=== Exercise material ===
====================

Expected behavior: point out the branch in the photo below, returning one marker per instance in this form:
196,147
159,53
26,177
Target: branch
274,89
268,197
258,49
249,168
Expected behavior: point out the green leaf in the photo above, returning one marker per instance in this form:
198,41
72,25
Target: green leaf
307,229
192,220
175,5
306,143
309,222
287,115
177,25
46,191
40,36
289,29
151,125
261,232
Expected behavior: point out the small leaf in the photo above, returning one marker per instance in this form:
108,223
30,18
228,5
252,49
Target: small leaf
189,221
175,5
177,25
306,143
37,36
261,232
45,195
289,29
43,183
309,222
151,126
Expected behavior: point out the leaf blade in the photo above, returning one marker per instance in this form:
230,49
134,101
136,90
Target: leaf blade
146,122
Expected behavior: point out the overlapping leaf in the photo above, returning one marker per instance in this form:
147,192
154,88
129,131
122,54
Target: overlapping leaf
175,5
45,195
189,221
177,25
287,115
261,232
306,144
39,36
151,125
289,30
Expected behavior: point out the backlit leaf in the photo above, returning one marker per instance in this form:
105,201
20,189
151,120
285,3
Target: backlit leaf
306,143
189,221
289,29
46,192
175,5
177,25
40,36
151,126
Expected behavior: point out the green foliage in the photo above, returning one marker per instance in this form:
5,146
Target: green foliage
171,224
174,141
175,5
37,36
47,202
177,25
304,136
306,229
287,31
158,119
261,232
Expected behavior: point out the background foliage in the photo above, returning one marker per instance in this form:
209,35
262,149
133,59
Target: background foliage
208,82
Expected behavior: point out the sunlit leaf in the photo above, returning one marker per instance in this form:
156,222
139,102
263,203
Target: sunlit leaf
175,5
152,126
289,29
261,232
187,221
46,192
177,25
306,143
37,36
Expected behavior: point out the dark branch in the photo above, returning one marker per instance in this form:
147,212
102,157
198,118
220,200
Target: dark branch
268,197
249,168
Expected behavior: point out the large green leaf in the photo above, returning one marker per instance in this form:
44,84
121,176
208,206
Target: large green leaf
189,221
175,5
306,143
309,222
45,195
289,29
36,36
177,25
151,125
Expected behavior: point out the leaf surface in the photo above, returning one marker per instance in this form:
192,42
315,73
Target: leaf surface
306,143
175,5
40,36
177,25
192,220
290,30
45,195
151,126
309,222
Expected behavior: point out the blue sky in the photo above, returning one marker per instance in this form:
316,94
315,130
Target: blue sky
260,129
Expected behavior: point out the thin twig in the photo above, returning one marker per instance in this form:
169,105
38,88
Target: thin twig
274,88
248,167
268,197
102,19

====================

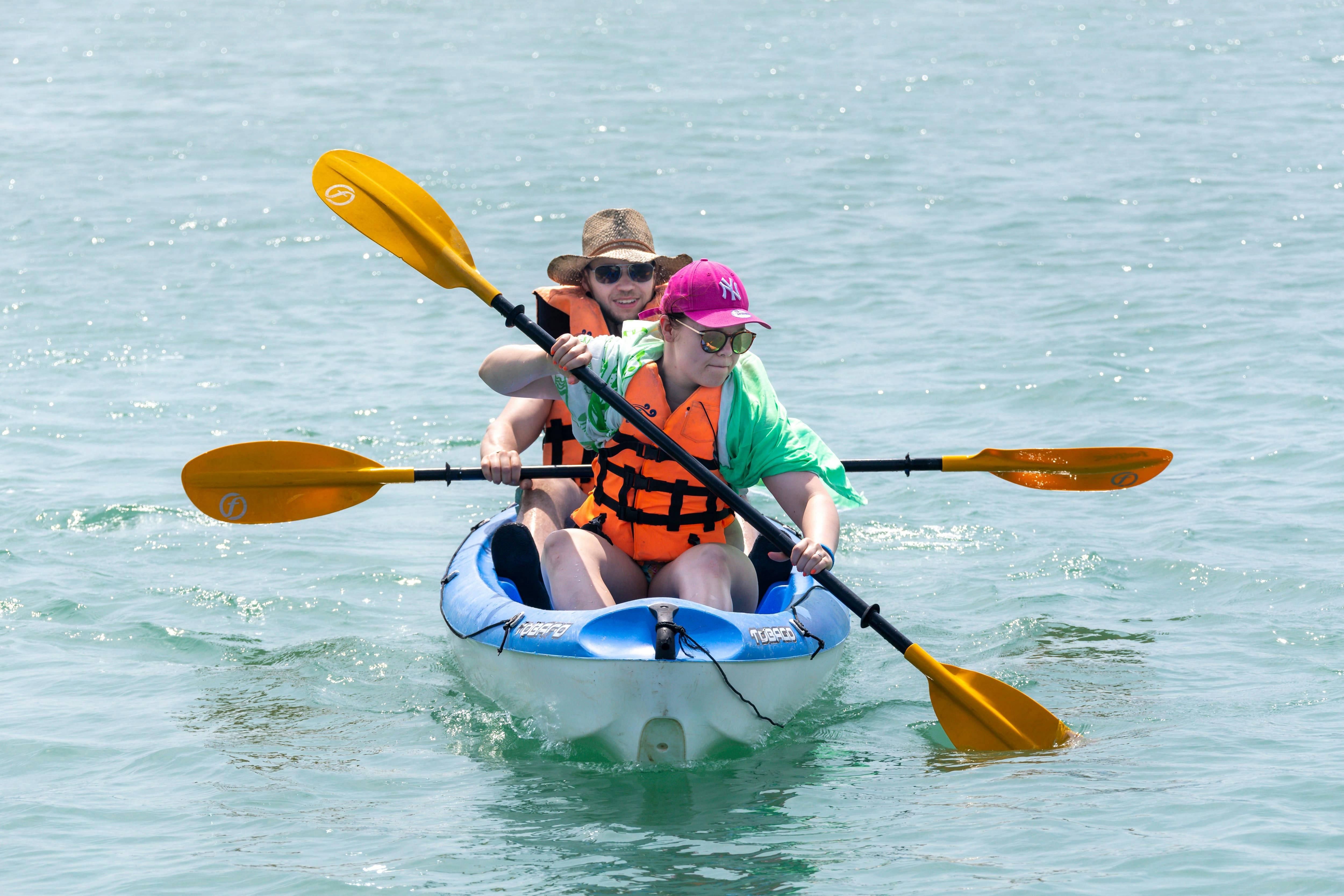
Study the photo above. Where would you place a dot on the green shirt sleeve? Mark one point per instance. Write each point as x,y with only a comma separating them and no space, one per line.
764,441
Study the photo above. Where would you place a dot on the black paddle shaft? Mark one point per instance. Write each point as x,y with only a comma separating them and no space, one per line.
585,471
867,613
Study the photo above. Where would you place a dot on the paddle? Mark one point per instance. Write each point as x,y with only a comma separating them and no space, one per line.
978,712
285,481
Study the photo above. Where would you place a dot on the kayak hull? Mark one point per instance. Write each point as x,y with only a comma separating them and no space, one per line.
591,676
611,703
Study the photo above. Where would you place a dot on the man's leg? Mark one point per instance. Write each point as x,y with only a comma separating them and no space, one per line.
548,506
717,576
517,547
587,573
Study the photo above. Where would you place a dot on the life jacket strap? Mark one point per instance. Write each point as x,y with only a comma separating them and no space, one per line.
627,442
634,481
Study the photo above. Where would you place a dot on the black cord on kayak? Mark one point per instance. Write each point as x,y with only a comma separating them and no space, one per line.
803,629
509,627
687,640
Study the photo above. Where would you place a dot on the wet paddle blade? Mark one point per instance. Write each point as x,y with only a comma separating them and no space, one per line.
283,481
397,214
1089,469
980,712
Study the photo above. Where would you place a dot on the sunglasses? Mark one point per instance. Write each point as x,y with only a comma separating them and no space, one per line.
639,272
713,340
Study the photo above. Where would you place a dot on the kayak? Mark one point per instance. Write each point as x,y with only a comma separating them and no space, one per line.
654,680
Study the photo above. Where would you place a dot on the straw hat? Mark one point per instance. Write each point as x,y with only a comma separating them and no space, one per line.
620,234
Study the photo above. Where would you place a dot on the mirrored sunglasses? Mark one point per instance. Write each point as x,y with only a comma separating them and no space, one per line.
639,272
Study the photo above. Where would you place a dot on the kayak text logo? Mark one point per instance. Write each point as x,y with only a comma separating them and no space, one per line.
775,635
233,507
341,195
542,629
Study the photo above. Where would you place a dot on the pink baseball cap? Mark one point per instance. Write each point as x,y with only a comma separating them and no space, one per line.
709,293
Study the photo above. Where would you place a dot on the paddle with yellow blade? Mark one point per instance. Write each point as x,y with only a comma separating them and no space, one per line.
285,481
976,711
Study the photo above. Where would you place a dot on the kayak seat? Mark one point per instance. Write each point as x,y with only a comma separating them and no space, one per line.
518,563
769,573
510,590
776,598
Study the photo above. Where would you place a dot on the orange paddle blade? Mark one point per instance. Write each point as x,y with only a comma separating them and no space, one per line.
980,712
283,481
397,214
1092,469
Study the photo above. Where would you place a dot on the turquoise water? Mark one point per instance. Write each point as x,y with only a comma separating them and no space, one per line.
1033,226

====================

=== Action item ===
Reproduce exactly the lines of the records above from the one with "Expected behavior: point out the branch" to the one with "Expected behavior: point out the small", both included, and leave out everything else.

=== Expected answer ===
Expected behavior: point out the branch in the photo below, returning one marker per instance in this form:
196,147
159,53
26,177
Target: branch
274,89
268,197
258,49
249,168
Expected behavior: point out the green leaf in the photo above, returning one marker per instance in this form:
198,41
72,25
Target: green leaf
307,229
192,220
175,5
306,143
309,222
287,115
177,25
46,191
40,36
289,29
151,125
261,232
Expected behavior: point out the small leaf in the photo above, returning one marker per instance in this form:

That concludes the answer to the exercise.